(Recorded data)
•••••

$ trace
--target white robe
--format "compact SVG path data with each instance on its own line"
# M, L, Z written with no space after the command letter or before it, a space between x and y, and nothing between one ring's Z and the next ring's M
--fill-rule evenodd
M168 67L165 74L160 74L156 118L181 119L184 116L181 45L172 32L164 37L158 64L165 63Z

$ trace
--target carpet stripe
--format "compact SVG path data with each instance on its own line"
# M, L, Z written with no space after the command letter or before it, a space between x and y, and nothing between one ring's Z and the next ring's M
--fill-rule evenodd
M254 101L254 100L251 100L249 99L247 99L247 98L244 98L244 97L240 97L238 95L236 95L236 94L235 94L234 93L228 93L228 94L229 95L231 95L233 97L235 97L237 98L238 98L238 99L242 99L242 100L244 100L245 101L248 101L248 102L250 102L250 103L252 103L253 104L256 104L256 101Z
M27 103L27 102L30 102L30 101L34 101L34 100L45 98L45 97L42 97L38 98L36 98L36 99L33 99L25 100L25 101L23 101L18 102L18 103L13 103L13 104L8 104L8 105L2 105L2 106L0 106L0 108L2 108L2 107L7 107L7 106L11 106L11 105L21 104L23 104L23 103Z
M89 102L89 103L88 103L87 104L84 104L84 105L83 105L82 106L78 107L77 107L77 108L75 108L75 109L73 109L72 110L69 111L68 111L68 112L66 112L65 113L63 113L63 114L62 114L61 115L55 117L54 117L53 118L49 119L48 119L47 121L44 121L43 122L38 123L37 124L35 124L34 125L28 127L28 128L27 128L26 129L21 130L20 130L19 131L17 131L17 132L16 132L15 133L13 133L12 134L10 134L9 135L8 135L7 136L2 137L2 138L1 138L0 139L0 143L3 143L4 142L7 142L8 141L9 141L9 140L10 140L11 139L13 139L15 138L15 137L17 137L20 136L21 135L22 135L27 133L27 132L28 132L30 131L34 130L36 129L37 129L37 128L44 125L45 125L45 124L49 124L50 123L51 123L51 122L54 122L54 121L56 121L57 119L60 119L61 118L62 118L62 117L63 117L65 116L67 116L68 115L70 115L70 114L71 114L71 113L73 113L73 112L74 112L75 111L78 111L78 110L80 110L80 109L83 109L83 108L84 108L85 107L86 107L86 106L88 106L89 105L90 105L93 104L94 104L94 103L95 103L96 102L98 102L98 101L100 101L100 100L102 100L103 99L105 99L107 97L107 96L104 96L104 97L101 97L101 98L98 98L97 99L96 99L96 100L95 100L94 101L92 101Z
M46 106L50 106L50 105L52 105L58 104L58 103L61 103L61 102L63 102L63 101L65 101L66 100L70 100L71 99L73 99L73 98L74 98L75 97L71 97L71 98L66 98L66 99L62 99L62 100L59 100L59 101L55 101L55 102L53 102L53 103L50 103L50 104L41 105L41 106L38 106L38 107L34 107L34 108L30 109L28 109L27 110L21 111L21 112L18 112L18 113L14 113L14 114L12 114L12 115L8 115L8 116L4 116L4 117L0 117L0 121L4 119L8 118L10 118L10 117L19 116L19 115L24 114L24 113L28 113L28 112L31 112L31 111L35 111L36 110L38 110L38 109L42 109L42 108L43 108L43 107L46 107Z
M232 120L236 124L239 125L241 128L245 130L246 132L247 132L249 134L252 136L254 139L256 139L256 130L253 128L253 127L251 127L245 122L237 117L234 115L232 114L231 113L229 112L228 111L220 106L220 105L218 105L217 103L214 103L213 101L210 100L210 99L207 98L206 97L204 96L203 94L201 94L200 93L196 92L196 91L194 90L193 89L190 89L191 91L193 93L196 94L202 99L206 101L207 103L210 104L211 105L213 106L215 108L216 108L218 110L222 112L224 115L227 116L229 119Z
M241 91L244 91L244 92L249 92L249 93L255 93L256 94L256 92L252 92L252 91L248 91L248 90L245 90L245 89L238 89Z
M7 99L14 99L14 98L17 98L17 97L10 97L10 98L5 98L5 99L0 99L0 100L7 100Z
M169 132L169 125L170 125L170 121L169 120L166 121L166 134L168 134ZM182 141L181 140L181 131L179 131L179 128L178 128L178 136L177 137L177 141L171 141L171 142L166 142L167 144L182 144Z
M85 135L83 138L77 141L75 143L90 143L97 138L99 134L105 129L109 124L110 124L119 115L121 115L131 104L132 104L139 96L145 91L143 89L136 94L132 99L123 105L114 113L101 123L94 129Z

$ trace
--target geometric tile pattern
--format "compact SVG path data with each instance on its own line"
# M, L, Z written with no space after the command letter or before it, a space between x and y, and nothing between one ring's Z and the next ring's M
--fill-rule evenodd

•••••

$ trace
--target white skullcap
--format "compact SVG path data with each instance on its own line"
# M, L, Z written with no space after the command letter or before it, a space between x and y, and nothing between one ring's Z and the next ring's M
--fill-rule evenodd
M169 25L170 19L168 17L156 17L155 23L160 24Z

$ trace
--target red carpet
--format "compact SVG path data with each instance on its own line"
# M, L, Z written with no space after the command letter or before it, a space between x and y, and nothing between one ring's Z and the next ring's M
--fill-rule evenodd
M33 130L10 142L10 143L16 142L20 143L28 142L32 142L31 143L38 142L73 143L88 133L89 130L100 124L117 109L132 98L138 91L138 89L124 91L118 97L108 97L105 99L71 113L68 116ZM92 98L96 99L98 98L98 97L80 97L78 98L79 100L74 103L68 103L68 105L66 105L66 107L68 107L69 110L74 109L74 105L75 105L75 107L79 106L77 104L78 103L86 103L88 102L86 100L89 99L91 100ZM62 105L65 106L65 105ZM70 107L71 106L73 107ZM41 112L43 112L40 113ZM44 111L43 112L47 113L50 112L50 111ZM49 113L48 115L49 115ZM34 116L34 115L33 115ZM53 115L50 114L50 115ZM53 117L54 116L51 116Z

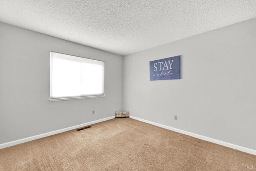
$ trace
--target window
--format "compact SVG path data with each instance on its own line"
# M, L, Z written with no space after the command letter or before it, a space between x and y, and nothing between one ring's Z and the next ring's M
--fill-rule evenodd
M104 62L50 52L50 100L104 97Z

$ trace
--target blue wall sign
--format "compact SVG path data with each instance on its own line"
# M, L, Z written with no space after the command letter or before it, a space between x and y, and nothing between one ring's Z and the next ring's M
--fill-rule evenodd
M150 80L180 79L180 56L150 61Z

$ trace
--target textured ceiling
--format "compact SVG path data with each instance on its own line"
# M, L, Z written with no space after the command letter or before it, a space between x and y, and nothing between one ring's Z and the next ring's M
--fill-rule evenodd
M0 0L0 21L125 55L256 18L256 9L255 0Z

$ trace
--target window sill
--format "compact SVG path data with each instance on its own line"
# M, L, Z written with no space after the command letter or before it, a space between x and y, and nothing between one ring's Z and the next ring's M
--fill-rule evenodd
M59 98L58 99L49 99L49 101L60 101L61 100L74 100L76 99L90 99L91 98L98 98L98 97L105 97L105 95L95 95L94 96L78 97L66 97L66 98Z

•••••

What is being asked: Find each line of the material above that contains the word "white" and copy those lines.

Reply to the exercise:
--target white robe
--target white skullcap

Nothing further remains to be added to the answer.